(Excerto do documento)
"""
2011-09-02
Livraria 107, uma segunda casa
Livros, livros e mais livros ao meu redor é como o Tio Patinhas na sua piscina de dinheiro. Enquanto vivi nas Caldas, a Livraria 107 era o meu espaço privilegiado, particularmente as visitas e compras aos sábados de manhã. Uma segunda casa. O Gil Vicente adoptou literalmente a livraria como sua casa, tornando este gato o mais famoso guardião da literatura. Vários anos passaram, e quem reina agora é a Florbela Espanca, gata dócil e tímida. E neste periodo de dez anos ausente noutra cidade, a minha assiduidade reduziu drasticamente. E pelos vistos, por muito mais gente. Por causa da concorrência desleal dos CTT, dos preços imbatíveis dos supermercados, da recente Bertrand fria mas conveniente por existir num centro comercial, das crises económicas que se avolumaram. Os negócios evoluem com a sociedade, os mercados, os consumidores, esta é a dura realidade. No confronto de pequenas e carismáticas livrarias de proximidade versus marcas-franchising de grandes impessoais espaços de venda de livros, no fim vencerá o concorrente maior.
Mas nunca poderia a 107 perder a sua referência enquanto espaço emblemático; nunca pelas pessoas que lá trabalham. Porque esta singular livraria, não vale apenas pelos livros, pela cultura, pela sua essência enquanto espaço de literatura, pela dedicação das suas funcionárias - a Livraria 107 é igualmente a Isabel Castanheira, senhora extraordinária, que a criou na década de 70. É graças a ela que existe cultura nas Caldas, os encontros com escritores, as tertúlias, os autógrafos, o tranquilo e caloroso abraço daquela loja, exígua mas nunca pequena demais para albergar um imenso universo criativo.
"""
(Excertos da listagem)
"""
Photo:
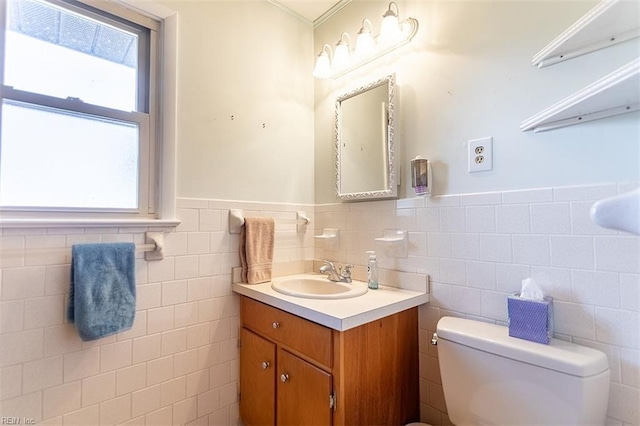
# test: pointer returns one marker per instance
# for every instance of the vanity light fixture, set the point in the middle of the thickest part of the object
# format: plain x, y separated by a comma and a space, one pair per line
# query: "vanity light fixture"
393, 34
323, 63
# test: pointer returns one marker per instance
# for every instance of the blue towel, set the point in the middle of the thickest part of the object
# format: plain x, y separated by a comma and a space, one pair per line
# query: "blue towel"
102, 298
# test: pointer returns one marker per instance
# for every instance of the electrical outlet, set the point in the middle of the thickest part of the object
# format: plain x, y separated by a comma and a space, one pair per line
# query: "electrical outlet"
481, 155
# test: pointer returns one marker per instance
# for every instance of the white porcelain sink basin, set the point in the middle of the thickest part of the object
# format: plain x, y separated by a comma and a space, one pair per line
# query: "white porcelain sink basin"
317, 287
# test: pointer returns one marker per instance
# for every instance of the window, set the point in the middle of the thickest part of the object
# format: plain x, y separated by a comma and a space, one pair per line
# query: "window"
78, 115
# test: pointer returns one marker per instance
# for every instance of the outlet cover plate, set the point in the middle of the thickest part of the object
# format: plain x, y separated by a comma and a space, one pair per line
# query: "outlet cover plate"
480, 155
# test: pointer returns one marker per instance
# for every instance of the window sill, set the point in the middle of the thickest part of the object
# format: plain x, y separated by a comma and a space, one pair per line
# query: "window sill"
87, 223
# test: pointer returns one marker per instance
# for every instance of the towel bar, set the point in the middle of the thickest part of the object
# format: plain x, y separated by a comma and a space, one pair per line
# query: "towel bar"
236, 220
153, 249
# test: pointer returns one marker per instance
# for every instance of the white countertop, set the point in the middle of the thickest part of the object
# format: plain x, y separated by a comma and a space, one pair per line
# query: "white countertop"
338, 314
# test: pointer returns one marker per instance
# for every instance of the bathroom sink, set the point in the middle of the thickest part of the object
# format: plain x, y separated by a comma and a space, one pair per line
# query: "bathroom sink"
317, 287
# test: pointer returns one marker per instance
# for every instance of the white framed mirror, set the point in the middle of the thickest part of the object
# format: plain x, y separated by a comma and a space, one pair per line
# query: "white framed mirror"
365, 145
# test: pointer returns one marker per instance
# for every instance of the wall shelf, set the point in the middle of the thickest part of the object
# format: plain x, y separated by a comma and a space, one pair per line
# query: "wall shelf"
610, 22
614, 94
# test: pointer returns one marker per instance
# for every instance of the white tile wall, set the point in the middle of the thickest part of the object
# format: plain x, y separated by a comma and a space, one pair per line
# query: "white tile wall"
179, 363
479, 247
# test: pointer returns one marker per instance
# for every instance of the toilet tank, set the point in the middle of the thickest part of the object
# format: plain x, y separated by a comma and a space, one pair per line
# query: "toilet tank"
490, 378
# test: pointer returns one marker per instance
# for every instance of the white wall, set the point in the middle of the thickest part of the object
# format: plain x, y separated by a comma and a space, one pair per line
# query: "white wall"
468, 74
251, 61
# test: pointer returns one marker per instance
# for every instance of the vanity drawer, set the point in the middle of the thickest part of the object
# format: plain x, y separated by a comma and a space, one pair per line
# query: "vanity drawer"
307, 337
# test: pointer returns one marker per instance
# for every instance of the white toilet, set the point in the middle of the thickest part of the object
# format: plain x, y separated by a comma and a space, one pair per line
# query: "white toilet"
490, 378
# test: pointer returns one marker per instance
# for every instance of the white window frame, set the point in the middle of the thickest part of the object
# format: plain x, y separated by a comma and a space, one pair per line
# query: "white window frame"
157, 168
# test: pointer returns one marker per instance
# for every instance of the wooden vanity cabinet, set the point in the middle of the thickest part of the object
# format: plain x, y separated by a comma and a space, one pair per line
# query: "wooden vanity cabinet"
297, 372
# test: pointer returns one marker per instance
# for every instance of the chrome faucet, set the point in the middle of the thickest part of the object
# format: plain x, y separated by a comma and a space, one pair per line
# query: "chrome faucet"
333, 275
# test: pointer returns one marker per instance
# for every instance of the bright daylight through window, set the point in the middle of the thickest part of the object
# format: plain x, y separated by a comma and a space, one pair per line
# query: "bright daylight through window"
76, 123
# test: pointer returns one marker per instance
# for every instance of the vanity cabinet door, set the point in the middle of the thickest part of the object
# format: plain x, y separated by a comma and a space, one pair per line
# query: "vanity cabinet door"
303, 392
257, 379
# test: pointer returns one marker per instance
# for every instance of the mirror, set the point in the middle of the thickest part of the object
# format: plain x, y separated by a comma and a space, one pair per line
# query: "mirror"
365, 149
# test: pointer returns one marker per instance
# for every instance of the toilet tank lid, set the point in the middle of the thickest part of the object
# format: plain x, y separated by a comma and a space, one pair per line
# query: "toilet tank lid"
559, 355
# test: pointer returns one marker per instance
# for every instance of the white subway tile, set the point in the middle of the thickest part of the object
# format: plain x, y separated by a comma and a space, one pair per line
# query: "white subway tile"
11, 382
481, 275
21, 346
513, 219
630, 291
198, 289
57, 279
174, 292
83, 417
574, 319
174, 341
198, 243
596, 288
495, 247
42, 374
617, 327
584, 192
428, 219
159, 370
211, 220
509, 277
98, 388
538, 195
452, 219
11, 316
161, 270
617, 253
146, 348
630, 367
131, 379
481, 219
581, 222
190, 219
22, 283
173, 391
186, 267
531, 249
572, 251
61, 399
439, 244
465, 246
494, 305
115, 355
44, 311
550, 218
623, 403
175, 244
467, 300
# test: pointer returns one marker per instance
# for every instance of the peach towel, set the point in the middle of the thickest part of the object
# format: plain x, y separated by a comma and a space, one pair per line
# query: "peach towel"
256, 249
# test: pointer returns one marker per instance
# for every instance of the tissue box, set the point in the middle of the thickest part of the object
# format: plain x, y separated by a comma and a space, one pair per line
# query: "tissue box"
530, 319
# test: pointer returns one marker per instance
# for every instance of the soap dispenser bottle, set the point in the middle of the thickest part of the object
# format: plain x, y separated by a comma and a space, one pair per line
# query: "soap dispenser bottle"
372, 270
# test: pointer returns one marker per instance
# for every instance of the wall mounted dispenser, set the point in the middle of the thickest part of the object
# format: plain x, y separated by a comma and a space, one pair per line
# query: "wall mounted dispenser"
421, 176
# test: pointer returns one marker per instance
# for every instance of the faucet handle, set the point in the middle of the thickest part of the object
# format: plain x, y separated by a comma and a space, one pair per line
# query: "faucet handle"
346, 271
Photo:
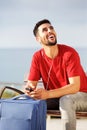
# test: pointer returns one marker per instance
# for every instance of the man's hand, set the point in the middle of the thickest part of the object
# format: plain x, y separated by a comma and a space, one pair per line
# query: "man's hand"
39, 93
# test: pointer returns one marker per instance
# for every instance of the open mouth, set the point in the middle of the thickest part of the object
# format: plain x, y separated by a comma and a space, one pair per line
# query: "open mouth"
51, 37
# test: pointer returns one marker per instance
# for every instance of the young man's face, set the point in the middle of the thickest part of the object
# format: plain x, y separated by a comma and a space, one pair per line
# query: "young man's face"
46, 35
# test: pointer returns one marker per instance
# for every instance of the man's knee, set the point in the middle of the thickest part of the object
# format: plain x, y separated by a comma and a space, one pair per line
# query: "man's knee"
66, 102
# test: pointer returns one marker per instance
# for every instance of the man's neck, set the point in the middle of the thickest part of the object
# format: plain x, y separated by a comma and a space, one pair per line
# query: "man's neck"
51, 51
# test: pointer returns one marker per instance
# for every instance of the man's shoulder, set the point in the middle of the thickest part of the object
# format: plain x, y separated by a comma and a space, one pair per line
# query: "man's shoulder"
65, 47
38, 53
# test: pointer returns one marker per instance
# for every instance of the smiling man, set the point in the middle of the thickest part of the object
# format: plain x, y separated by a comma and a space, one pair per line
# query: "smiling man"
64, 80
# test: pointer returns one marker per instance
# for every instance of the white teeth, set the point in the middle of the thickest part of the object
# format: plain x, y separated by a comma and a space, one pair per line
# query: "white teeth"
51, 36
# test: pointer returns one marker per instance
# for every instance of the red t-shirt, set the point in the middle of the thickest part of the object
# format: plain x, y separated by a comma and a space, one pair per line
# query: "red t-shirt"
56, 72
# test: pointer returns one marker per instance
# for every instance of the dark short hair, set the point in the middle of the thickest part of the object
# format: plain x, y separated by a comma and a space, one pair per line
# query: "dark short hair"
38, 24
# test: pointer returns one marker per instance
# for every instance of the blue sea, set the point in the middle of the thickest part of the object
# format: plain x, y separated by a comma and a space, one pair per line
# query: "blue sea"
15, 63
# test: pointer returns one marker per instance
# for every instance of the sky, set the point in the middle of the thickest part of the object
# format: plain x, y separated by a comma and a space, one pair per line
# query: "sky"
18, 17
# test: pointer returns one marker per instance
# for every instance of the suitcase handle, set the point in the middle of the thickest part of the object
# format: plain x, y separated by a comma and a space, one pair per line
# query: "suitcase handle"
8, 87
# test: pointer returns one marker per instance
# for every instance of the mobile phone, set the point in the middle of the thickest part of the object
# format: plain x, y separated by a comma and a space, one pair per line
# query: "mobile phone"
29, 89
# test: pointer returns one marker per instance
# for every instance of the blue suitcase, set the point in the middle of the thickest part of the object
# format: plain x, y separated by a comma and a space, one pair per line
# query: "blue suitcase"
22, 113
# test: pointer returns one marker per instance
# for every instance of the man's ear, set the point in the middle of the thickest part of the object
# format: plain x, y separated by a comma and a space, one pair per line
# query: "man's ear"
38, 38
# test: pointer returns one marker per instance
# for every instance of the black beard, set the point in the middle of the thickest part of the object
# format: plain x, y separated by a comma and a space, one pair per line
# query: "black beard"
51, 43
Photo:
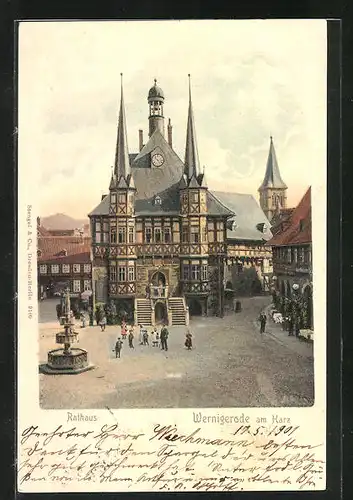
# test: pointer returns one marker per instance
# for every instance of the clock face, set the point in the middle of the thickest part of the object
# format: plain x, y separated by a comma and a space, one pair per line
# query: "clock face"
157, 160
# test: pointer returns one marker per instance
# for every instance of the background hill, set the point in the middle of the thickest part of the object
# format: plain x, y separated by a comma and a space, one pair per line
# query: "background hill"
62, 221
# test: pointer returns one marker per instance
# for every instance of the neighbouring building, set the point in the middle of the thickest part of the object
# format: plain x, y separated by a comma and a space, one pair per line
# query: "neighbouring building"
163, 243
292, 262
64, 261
"""
(Exercício escrito 1) Enumere todas as causas que o texto sobre a Livraria 107 indica para a redução da afluência à livraria.
(Exercício escrito 2) Retome o texto sobre a Livraria 107 a partir da última frase apresentada.

(Resposta escrita 1)
- A concorrência desleal dos CTT
- Os preços imbatíveis dos supermercados
- A recente Bertrand, fria mas conveniente por existir num centro comercial
- As crises económicas que se avolumaram

(Resposta escrita 2)
A Isabel costuma dizer que a minha mulher (e eu) a tornámos numa revolucionária. Estávamos em Setembro de 1999, no instante inicial da carnificina e terror que em Timor eclodiu dias após o referendo para a independência. Pela origem timorense da Isabel, a minha mulher perguntou-lhe se iria fazer algo. Não, respondeu ela. Mas depois aquele "não" desconcertou-a de tal forma que a despertou para agir. Organizaram-se vigílias-protesto na Praça da Fruta. Convidaram-se escritores timorenses. Desenhei autocolantes com mensagens contra a situação e pelo fim do conflito. Fiz o design de um cartaz e dos bilhetes para um concerto de angariação de fundos que se realizou nos Pimpões, com o Maestro António Vitorino d'Almeida como um dos participantes. Mobilizámos os amigos e praticamente toda as Caldas, num movimento espontâneo e único de solidariedade e paz, à semelhança com os que floresciam por diversas cidades do país. E foi muito bom contribuir e viver aquela experiência, ainda para mais quando poucas semanas depois a intervenção da ONU com tropas australianas terminou a repressão na ilha-crocodilo.
Como sinal de gratidão, a Isabel ofereceu-me um livro que desde então guardo com orgulho e carinho: "Mar Meu", poemas do heroi Xanana Gusmão.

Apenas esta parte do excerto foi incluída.